**PROBLEM SET**.
1. Decide whether each statement below agrees with the scrapple conversation, answering yes or no and quoting the words of the text that settle it: (a) Diane Amberg says the scrapple where she lives comes out of a can. (b) kdfrawg worked at 1600 Arch. (c) Diane Amberg says she no longer goes to the Reading Terminal Market.
2. Echo everything in the scrapple conversation from "It is odd how" down to "25 years apart.".
3. In the scrapple conversation, what did kdfrawg and his father discover by retracing their steps from the Navy Yard?

**EXCERPT**.
Wellsir, I must have been getting the rich man's scrapple. That's probably why I didn't like it much.

;D

Diane Amberg

 Here it's not out of a can.  It's a fresh one or two pound block wrapped in plastic.  Rapa scrapple is made right here and at the Amish market you can have it sliced out of the big pan.  Teresa, you are right, now that I'm retired, I just might make my own.  If I'm not too lazy. ;)  I like mine with a bit of ketchup, or even better, as a breakfast sandwich on toast.  I like mush too.  Do you all get Lebanon Bologna out there now?  I know Kansas didn't used to have it.  Kermit did you have time to ever go to the 9th st. Italian market in Philly?  Good Amish dried beef makes the best sos too.  Very smokey and not so salty tasting, in my personal opinion.

kdfrawg

Among others. That was back when I could walk, and I did a lot of it. I worked at 1600 Arch. I had a company apartment on JFK next to the Hilton, with a view of the Penn statue. I found some of the best markets and diners of my life inside about a one square mile area of downtown Philly.

Diane Amberg

 Yeah, I know what you mean... Al can't get his scooter through, the sidewalk is too full and he wouldn't dare take it into the street.  I really miss the spice market and the two cheese shops.  But we still go to the Reading Terminal Market, not as large but pretty much has the same thing.  Don't you love city hall?  Nothing else in the world like it.  And the real delis are second to none...except they scare me to death!  All that hollering and yelling.  You better know what you want and be quick about it.  Al laughs at me.

kdfrawg

It is odd how quickly a newly minted California boy (still mainly a Nebraska boy) got used to the hustle and bustle of Philly. The delis were marvelous and, you're right, loud. The diners were steamy and smoky and, yes, loud. But inside a week I was getting my order in like the veterans and jostling with the cabbies for space. Some of my fondest memories are from the tiny Italian restaurants that had been there forever in the early seventies and probably are there still. My father and I once discovered, by retracing the necessary steps from the Navy Yard, that we had eaten in the same second-floor Philly Italian restaurant about 25 years apart.

**MATERIAL PROVIDED**.
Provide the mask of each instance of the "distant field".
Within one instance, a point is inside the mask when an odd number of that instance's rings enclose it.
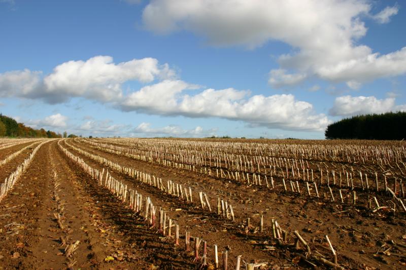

**THE REPLIES**.
1.
(a) No: "Here it's not out of a can."
(b) Yes: "I worked at 1600 Arch."
(c) No: "But we still go to the Reading Terminal Market"

2.
It is odd how quickly a newly minted California boy (still mainly a Nebraska boy) got used to the hustle and bustle of Philly. The delis were marvelous and, you're right, loud. The diners were steamy and smoky and, yes, loud. But inside a week I was getting my order in like the veterans and jostling with the cabbies for space. Some of my fondest memories are from the tiny Italian restaurants that had been there forever in the early seventies and probably are there still. My father and I once discovered, by retracing the necessary steps from the Navy Yard, that we had eaten in the same second-floor Philly Italian restaurant about 25 years apart.

3. They had eaten in the same second-floor Philly Italian restaurant about 25 years apart.